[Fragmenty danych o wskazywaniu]

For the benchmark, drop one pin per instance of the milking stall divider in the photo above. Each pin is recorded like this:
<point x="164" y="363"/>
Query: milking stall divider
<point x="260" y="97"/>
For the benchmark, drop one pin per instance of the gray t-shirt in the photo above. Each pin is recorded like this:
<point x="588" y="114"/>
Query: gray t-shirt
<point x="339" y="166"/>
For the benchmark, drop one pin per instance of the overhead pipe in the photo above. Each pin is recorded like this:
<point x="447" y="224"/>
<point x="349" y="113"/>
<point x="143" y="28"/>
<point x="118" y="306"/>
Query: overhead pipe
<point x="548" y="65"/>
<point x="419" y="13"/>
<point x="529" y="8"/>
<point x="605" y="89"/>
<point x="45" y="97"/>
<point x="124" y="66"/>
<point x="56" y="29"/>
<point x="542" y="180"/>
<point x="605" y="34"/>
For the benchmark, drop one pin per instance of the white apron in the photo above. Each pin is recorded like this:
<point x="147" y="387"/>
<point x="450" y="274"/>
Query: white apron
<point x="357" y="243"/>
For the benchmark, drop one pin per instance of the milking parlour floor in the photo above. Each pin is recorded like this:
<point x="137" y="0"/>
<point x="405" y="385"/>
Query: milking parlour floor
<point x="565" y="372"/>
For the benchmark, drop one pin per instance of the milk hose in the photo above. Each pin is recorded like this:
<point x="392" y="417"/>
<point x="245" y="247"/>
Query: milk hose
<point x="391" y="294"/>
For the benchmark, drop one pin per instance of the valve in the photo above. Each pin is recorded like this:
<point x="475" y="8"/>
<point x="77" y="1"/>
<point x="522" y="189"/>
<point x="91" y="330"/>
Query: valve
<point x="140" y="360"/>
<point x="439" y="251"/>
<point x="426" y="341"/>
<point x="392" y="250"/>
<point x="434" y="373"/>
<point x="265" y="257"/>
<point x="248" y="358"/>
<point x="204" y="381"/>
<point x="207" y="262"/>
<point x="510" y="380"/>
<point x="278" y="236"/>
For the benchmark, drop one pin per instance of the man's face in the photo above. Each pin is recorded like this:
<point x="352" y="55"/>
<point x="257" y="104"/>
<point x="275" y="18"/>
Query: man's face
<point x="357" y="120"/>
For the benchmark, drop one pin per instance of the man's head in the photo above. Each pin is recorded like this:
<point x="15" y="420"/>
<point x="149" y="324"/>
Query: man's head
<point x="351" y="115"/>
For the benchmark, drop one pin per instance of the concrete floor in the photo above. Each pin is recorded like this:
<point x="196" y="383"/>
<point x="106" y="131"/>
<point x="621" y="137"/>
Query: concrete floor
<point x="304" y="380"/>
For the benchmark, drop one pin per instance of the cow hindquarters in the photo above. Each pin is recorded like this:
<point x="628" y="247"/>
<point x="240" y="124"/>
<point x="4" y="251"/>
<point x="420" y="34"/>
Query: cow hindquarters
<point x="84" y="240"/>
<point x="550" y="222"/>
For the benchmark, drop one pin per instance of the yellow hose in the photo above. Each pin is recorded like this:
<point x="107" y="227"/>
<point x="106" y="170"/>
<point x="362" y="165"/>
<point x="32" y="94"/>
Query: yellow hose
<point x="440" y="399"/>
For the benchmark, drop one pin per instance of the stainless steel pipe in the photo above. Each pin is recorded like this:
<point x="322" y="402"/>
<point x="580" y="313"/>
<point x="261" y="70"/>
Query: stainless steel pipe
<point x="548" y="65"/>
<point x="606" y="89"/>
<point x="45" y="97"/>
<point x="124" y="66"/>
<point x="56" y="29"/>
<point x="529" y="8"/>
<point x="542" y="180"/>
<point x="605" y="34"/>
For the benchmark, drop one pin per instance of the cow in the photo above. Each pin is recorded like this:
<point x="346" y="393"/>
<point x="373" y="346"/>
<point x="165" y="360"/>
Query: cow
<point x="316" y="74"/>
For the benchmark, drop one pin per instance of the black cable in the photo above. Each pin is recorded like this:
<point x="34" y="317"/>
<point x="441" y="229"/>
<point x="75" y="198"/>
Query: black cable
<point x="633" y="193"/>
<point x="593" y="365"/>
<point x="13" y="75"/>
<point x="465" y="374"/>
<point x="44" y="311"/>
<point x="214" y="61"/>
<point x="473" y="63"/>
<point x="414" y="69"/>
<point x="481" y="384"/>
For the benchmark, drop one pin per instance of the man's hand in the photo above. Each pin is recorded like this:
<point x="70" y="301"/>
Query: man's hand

» **OPIS ZADANIA**:
Przepisz wszystkie powyższe rekordy, zamieniając każde wystąpienie „benchmark” na „evaluation”. Pozostały tekst ma zostać bez zmian.

» **POPRAWNY WYNIK**:
For the evaluation, drop one pin per instance of the milking stall divider in the photo above. Each pin is recorded like this:
<point x="164" y="363"/>
Query: milking stall divider
<point x="260" y="97"/>
For the evaluation, drop one pin per instance of the gray t-shirt in the photo above. Each pin is recorded like this:
<point x="588" y="114"/>
Query: gray t-shirt
<point x="339" y="166"/>
For the evaluation, drop one pin per instance of the overhead pipe in the photo above. Each pin is recorded like this:
<point x="447" y="224"/>
<point x="349" y="113"/>
<point x="143" y="28"/>
<point x="118" y="306"/>
Query: overhead pipe
<point x="548" y="65"/>
<point x="419" y="13"/>
<point x="529" y="8"/>
<point x="605" y="89"/>
<point x="45" y="97"/>
<point x="124" y="66"/>
<point x="56" y="29"/>
<point x="542" y="180"/>
<point x="605" y="34"/>
For the evaluation, drop one pin per instance of the white apron in the photo above. Each pin is recorded like this:
<point x="147" y="387"/>
<point x="450" y="274"/>
Query: white apron
<point x="357" y="243"/>
For the evaluation, drop one pin per instance of the milking parlour floor in the photo above. Each pin is recorded like this:
<point x="137" y="0"/>
<point x="405" y="385"/>
Query: milking parlour floor
<point x="565" y="372"/>
For the evaluation, drop one pin per instance of the milk hose in the photo above. Each pin is recorded like this:
<point x="392" y="417"/>
<point x="245" y="247"/>
Query: milk hose
<point x="391" y="294"/>
For the evaluation, drop one pin per instance of the valve in the photo above. Each pin is recorded like this:
<point x="475" y="8"/>
<point x="77" y="1"/>
<point x="522" y="189"/>
<point x="91" y="330"/>
Query: valve
<point x="140" y="360"/>
<point x="439" y="251"/>
<point x="426" y="341"/>
<point x="392" y="250"/>
<point x="434" y="373"/>
<point x="265" y="257"/>
<point x="248" y="358"/>
<point x="204" y="381"/>
<point x="207" y="262"/>
<point x="510" y="380"/>
<point x="278" y="236"/>
For the evaluation, drop one pin per instance of the man's face in the photo above. Each pin is recorded like this:
<point x="352" y="55"/>
<point x="257" y="104"/>
<point x="275" y="18"/>
Query: man's face
<point x="357" y="120"/>
For the evaluation, drop one pin per instance of the man's head in the photo above. Each pin is recorded like this:
<point x="15" y="420"/>
<point x="149" y="324"/>
Query: man's head
<point x="351" y="115"/>
For the evaluation, drop one pin per instance of the concrete floor in the photo above. Each pin is recorded like this:
<point x="196" y="383"/>
<point x="106" y="131"/>
<point x="621" y="137"/>
Query: concrete floor
<point x="304" y="380"/>
For the evaluation, drop one pin per instance of the cow hindquarters in the photo above. Each pin is recorded like this:
<point x="628" y="247"/>
<point x="240" y="124"/>
<point x="4" y="251"/>
<point x="420" y="34"/>
Query: cow hindquarters
<point x="84" y="240"/>
<point x="550" y="222"/>
For the evaluation, drop one pin per instance of the yellow hose in the photo above. Each pin is recorded like this:
<point x="107" y="227"/>
<point x="106" y="170"/>
<point x="362" y="165"/>
<point x="32" y="94"/>
Query: yellow hose
<point x="440" y="399"/>
For the evaluation, drop one pin per instance of the stainless steel pipe in the photo above. Each pin is recorded like this:
<point x="322" y="402"/>
<point x="580" y="313"/>
<point x="261" y="70"/>
Query: stainless steel pipe
<point x="548" y="65"/>
<point x="606" y="89"/>
<point x="45" y="97"/>
<point x="124" y="66"/>
<point x="56" y="29"/>
<point x="529" y="8"/>
<point x="542" y="180"/>
<point x="605" y="34"/>
For the evaluation, drop one pin per instance of the cow in the photo above. Each pin is recorded like this:
<point x="346" y="393"/>
<point x="373" y="346"/>
<point x="165" y="360"/>
Query: cow
<point x="316" y="74"/>
For the evaluation, drop one pin per instance of the black cable in the photo above. Each pin is recorded like this:
<point x="34" y="317"/>
<point x="441" y="229"/>
<point x="75" y="198"/>
Query: black cable
<point x="633" y="193"/>
<point x="593" y="365"/>
<point x="13" y="75"/>
<point x="465" y="374"/>
<point x="44" y="311"/>
<point x="214" y="61"/>
<point x="473" y="63"/>
<point x="414" y="69"/>
<point x="481" y="384"/>
For the evaluation, drop one pin per instance of the man's hand in the photo above. Each pin is recorded like this:
<point x="70" y="301"/>
Query: man's hand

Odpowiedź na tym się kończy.